__Natural language region descriptions__
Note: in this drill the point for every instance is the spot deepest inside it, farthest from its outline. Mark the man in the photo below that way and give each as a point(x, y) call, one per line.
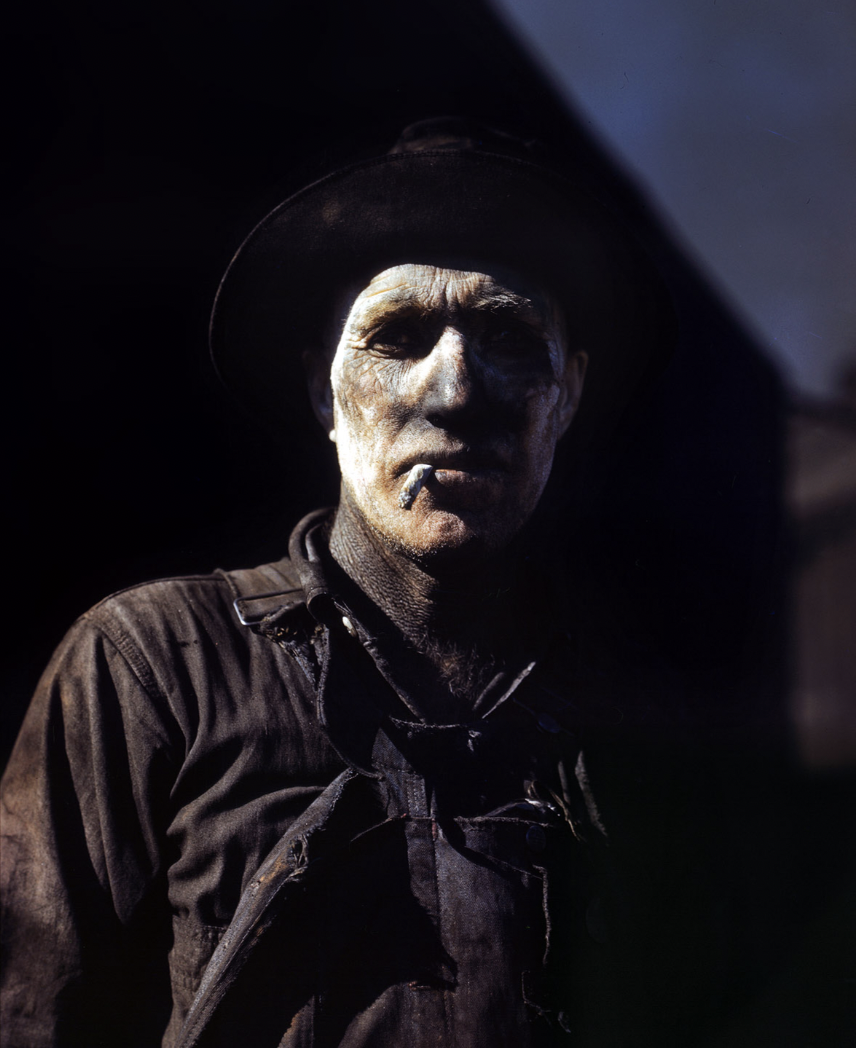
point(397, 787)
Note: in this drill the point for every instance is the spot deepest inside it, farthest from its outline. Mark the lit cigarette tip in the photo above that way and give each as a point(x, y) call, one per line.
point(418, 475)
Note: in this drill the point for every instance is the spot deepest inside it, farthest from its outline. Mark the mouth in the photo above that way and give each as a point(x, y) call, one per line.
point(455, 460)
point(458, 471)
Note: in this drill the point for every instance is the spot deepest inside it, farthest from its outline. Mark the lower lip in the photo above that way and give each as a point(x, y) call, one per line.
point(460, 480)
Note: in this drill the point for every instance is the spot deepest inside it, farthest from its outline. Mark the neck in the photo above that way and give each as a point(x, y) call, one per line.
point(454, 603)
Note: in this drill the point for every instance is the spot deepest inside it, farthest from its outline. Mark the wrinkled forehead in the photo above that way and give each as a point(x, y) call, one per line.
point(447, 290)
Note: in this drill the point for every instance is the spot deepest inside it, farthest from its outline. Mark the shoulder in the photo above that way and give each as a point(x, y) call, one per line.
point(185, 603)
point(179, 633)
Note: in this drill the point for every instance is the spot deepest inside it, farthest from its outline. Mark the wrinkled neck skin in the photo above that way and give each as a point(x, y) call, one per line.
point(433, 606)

__REQUIREMENT__
Would you return the records exactly as written, minus any image?

__RESULT OF THE TASK__
Note: in this drill the point for every instance is the spot deepest inside it, farthest from its outline. Mark the man in the photo below that way and give each as a point(x, y) call, one per line.
point(397, 787)
Note: in this drill the point for every instance is the spot deepest inside it, farthest from its outline. Mark the lit cigarette tip in the photo above that way and give each as a point(x, y) call, one per line.
point(418, 475)
Note: in this drill the point for every instance is the spot deepest inside it, farthest from its outline. Mark the mouth in the photo above that way and give each as a point(x, y) call, one per line.
point(455, 460)
point(458, 471)
Note: in this drill the point for every instance is the spot deepest inside it, farthest from its outline. Mark the lower lip in the photo above that way and give each as a point(x, y) call, one per line.
point(460, 480)
Note: in this drill the point for every instance is the spot deepest inside it, farthest from its outline. Mark the neck in the photo above that way and give each as a point(x, y) call, one per line.
point(454, 603)
Note: in this drill the point for every instance is the spot deepest inside it, farthest from its outline. Mark the wrinkled forehead in the photo above that way and give each as a point(x, y) call, one per line.
point(447, 290)
Note: in this drill the point for every instance is the spot deepest inside it, farthest from its outline. Mark the shoulder in the photo above that way and give each as a point(x, y) call, one per line.
point(185, 603)
point(179, 633)
Note: in this drill the point for every instance is the spot deepest inside it, farthest from its outline. Mark the wrinkled neck skin in the photo above that way and give each as a point(x, y) call, one per line.
point(433, 606)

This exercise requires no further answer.